*** Block opens ***
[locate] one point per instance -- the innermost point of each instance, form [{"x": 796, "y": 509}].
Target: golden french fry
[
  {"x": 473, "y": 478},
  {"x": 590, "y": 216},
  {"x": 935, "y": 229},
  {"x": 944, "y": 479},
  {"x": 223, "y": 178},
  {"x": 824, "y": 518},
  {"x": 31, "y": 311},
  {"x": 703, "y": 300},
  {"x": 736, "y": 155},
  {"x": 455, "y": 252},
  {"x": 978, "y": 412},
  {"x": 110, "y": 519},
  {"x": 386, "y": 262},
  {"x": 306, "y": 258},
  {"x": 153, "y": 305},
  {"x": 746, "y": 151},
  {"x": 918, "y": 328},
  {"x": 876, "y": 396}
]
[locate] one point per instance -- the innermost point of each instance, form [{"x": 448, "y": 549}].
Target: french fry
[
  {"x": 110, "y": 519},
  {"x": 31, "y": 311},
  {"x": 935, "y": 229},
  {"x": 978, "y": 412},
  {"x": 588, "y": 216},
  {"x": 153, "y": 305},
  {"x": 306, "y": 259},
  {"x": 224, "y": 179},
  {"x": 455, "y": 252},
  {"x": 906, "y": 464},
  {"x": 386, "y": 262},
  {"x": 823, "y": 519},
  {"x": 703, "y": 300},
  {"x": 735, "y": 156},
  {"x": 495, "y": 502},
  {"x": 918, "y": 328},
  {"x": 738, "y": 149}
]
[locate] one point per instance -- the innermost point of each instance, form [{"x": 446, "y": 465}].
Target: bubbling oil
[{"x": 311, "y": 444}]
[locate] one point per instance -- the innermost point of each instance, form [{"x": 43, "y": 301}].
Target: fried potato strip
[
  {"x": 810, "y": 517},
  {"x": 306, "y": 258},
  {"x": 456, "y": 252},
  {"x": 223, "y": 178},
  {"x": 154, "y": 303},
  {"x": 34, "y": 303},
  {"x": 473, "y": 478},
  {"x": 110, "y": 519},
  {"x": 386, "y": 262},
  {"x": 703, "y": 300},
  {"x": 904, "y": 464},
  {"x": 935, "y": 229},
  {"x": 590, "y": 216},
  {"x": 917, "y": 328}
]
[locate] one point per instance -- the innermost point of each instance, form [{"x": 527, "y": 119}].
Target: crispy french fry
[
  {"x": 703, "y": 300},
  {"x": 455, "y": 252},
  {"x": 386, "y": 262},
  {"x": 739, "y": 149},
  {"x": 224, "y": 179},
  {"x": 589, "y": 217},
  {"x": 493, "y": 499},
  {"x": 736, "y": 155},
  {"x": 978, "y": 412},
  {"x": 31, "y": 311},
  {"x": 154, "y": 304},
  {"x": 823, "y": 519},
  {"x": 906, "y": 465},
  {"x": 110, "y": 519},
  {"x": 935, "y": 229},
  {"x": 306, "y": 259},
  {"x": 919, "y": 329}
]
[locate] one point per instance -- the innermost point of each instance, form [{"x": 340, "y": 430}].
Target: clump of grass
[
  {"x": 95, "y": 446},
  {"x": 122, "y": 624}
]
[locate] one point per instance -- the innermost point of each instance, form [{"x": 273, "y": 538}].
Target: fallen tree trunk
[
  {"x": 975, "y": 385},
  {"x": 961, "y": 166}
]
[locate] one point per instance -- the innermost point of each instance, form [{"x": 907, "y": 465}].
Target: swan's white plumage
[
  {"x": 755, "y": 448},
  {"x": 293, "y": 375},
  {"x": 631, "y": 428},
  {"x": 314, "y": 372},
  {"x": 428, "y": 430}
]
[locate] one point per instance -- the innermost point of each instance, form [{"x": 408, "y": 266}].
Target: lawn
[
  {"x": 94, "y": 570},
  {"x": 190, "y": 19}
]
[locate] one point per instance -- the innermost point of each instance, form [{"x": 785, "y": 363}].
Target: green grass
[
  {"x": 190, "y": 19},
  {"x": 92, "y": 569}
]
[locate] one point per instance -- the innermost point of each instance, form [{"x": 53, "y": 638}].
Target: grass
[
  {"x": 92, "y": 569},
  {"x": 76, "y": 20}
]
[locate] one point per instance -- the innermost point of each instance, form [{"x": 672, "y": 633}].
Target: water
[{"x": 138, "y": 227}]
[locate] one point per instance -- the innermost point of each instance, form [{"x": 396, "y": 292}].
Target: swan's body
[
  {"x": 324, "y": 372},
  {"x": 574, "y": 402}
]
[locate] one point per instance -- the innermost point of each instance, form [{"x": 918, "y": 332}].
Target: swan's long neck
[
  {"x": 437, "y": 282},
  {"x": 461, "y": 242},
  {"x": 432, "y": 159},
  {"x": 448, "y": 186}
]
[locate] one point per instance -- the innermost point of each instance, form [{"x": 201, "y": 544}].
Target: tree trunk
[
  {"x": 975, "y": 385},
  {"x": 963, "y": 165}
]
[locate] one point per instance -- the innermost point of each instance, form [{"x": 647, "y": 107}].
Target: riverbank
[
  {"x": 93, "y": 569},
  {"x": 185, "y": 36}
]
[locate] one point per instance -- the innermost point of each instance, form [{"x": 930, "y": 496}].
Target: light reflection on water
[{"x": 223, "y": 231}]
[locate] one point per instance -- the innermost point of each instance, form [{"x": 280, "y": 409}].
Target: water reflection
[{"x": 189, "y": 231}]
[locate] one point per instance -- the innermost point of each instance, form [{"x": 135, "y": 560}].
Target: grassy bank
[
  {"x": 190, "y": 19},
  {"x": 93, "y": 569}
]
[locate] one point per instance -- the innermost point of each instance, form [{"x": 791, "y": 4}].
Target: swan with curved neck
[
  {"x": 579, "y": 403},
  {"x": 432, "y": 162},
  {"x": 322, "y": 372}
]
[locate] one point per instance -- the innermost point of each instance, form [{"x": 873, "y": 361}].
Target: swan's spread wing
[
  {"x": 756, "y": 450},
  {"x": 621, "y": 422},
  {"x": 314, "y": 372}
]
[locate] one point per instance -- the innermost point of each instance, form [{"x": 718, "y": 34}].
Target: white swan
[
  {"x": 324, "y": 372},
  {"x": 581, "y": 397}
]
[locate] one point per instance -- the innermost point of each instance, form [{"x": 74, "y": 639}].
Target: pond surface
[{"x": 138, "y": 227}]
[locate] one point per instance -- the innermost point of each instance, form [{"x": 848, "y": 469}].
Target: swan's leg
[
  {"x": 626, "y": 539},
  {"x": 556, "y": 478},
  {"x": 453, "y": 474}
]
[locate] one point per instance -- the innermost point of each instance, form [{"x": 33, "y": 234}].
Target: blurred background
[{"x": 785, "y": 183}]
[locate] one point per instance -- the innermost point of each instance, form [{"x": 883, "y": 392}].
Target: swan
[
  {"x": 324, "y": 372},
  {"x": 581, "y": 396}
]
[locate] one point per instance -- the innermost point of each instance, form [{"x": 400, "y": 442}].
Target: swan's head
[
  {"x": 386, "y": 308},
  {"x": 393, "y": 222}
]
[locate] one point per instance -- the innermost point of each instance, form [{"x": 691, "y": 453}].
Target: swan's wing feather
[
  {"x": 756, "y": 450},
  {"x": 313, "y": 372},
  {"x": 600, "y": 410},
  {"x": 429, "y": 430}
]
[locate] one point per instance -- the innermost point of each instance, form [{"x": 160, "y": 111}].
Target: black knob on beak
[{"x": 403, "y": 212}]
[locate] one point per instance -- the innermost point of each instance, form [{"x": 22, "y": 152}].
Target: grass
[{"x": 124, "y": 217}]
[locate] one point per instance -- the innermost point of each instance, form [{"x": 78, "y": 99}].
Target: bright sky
*** Block closes ***
Exactly as they stand, repeat all the records.

[locate] one point per instance -- the innermost point of each instance, form [{"x": 796, "y": 509}].
Target: golden french fry
[
  {"x": 473, "y": 478},
  {"x": 590, "y": 216},
  {"x": 935, "y": 229},
  {"x": 944, "y": 479},
  {"x": 223, "y": 178},
  {"x": 824, "y": 518},
  {"x": 31, "y": 311},
  {"x": 703, "y": 300},
  {"x": 736, "y": 155},
  {"x": 455, "y": 252},
  {"x": 978, "y": 412},
  {"x": 110, "y": 519},
  {"x": 386, "y": 262},
  {"x": 306, "y": 258},
  {"x": 153, "y": 305},
  {"x": 746, "y": 151},
  {"x": 918, "y": 328},
  {"x": 876, "y": 396}
]
[locate] one point per instance -- the innermost point of each instance, form [{"x": 448, "y": 549}].
Target: french fry
[
  {"x": 110, "y": 519},
  {"x": 31, "y": 311},
  {"x": 935, "y": 229},
  {"x": 978, "y": 412},
  {"x": 588, "y": 216},
  {"x": 153, "y": 305},
  {"x": 306, "y": 259},
  {"x": 224, "y": 179},
  {"x": 455, "y": 252},
  {"x": 906, "y": 464},
  {"x": 386, "y": 262},
  {"x": 823, "y": 519},
  {"x": 703, "y": 300},
  {"x": 735, "y": 156},
  {"x": 495, "y": 502},
  {"x": 918, "y": 328},
  {"x": 738, "y": 149}
]
[locate] one point per instance -- the innermost point of each instance, form [{"x": 446, "y": 465}].
Target: bubbling oil
[{"x": 311, "y": 444}]
[locate] one point per instance -- the innermost point of each instance, form [{"x": 43, "y": 301}].
Target: fried potato strip
[
  {"x": 810, "y": 517},
  {"x": 306, "y": 258},
  {"x": 456, "y": 252},
  {"x": 223, "y": 178},
  {"x": 154, "y": 303},
  {"x": 34, "y": 303},
  {"x": 473, "y": 478},
  {"x": 110, "y": 519},
  {"x": 386, "y": 262},
  {"x": 703, "y": 300},
  {"x": 904, "y": 464},
  {"x": 935, "y": 229},
  {"x": 590, "y": 216},
  {"x": 917, "y": 328}
]
[locate] one point per instance -- the innermost point of each instance, form [{"x": 527, "y": 119}].
Target: crispy french fry
[
  {"x": 703, "y": 300},
  {"x": 455, "y": 252},
  {"x": 386, "y": 262},
  {"x": 739, "y": 149},
  {"x": 224, "y": 179},
  {"x": 589, "y": 217},
  {"x": 493, "y": 499},
  {"x": 736, "y": 155},
  {"x": 978, "y": 412},
  {"x": 31, "y": 311},
  {"x": 154, "y": 304},
  {"x": 823, "y": 519},
  {"x": 906, "y": 465},
  {"x": 110, "y": 519},
  {"x": 935, "y": 229},
  {"x": 306, "y": 259},
  {"x": 919, "y": 329}
]
[locate] one point per instance -- the innermost point of each instance, form [{"x": 340, "y": 430}].
Target: clump of grass
[
  {"x": 95, "y": 446},
  {"x": 122, "y": 624}
]
[locate] one point per instance -- the innermost point of each instance, form [{"x": 273, "y": 538}].
Target: fallen tree trunk
[
  {"x": 975, "y": 385},
  {"x": 961, "y": 166}
]
[locate] one point per instance -- the innermost point of each instance, form [{"x": 907, "y": 465}].
Target: swan's white plumage
[
  {"x": 755, "y": 448},
  {"x": 293, "y": 375},
  {"x": 631, "y": 428},
  {"x": 314, "y": 372},
  {"x": 428, "y": 430}
]
[locate] one point per instance -- the innermost point of each instance, form [{"x": 408, "y": 266}].
Target: lawn
[
  {"x": 94, "y": 570},
  {"x": 190, "y": 19}
]
[locate] one point per instance -- the innermost point of each instance, form [{"x": 785, "y": 363}].
Target: green grass
[
  {"x": 190, "y": 19},
  {"x": 92, "y": 569}
]
[locate] one point per instance -- the innermost point of each instance, form [{"x": 53, "y": 638}].
Target: grass
[
  {"x": 92, "y": 569},
  {"x": 76, "y": 20}
]
[locate] one point per instance -- the innermost point of each instance, form [{"x": 672, "y": 633}].
Target: water
[{"x": 138, "y": 227}]
[locate] one point per instance -- the innermost point of each instance, form [{"x": 396, "y": 292}].
Target: swan's body
[
  {"x": 324, "y": 372},
  {"x": 574, "y": 402}
]
[locate] one point per instance -- the innermost point of each instance, form [{"x": 918, "y": 332}].
Target: swan's long neck
[
  {"x": 437, "y": 282},
  {"x": 461, "y": 242},
  {"x": 432, "y": 159},
  {"x": 448, "y": 186}
]
[locate] one point per instance -- the innermost point of each instance, form [{"x": 201, "y": 544}].
Target: tree trunk
[
  {"x": 975, "y": 385},
  {"x": 963, "y": 165}
]
[locate] one point per instance -- the innermost point of each instance, form [{"x": 647, "y": 107}].
Target: riverbank
[
  {"x": 93, "y": 569},
  {"x": 185, "y": 36}
]
[locate] one point per instance -- the innermost point of each instance, form [{"x": 930, "y": 496}].
Target: light reflection on water
[{"x": 223, "y": 231}]
[locate] one point per instance -- the innermost point of each instance, form [{"x": 280, "y": 409}].
Target: water reflection
[{"x": 189, "y": 231}]
[locate] one point per instance -- the innermost point of each instance, form [{"x": 135, "y": 560}].
Target: grassy bank
[
  {"x": 190, "y": 19},
  {"x": 93, "y": 569}
]
[locate] one point per instance -- the innermost point of each instance, form [{"x": 791, "y": 4}].
Target: swan with curved neck
[
  {"x": 579, "y": 403},
  {"x": 432, "y": 162},
  {"x": 322, "y": 372}
]
[locate] one point per instance -- the innermost point of each instance, form [{"x": 873, "y": 361}].
Target: swan's spread wing
[
  {"x": 756, "y": 450},
  {"x": 621, "y": 422},
  {"x": 314, "y": 372}
]
[locate] one point per instance -- the innermost point of each instance, form [{"x": 718, "y": 34}].
Target: white swan
[
  {"x": 324, "y": 372},
  {"x": 581, "y": 397}
]
[locate] one point per instance -- the innermost point of each instance, form [{"x": 74, "y": 639}].
Target: pond surface
[{"x": 138, "y": 227}]
[locate] one point per instance -- the innermost point of each instance, form [{"x": 848, "y": 469}].
Target: swan's leg
[
  {"x": 626, "y": 539},
  {"x": 556, "y": 478},
  {"x": 453, "y": 474}
]
[locate] one point per instance -- the innermost point of each instance, form [{"x": 33, "y": 234}].
Target: blurred background
[{"x": 785, "y": 183}]
[locate] one point per instance -- the innermost point of each instance, form [{"x": 883, "y": 392}].
Target: swan
[
  {"x": 324, "y": 372},
  {"x": 581, "y": 396}
]
[locate] one point per instance -- the innermost point of each instance, form [{"x": 400, "y": 442}].
Target: swan's head
[
  {"x": 386, "y": 308},
  {"x": 393, "y": 222}
]
[locate] one point per instance -- the innermost point of each instance, form [{"x": 691, "y": 453}].
Target: swan's wing feather
[
  {"x": 756, "y": 450},
  {"x": 313, "y": 372},
  {"x": 600, "y": 410},
  {"x": 429, "y": 430}
]
[locate] one point per instance -- the innermost point of each instance, form [{"x": 160, "y": 111}].
Target: black knob on beak
[{"x": 403, "y": 212}]
[locate] one point per instance -- the innermost point of each instance, form [{"x": 22, "y": 152}].
Target: grass
[{"x": 124, "y": 217}]
[locate] one point per instance -- the innermost point of each instance, form [{"x": 78, "y": 99}].
Target: bright sky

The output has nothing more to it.